======== The records ========
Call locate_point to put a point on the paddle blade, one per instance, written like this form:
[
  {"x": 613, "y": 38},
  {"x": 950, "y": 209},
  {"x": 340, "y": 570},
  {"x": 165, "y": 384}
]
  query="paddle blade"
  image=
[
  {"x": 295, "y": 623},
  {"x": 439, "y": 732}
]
========
Turn the lines above into a JSON list of strings with one string per line, and skip any blank lines.

▸ **Exercise solution**:
[
  "Call locate_point to put a point on the paddle blade, one per instance, written like this form:",
  "[",
  "  {\"x\": 613, \"y\": 38},",
  "  {\"x\": 950, \"y\": 209},",
  "  {\"x\": 340, \"y\": 570},",
  "  {\"x\": 165, \"y\": 384}",
  "]",
  "  query=\"paddle blade\"",
  "  image=",
  "[",
  "  {\"x\": 295, \"y\": 623},",
  "  {\"x\": 439, \"y\": 732}",
  "]"
]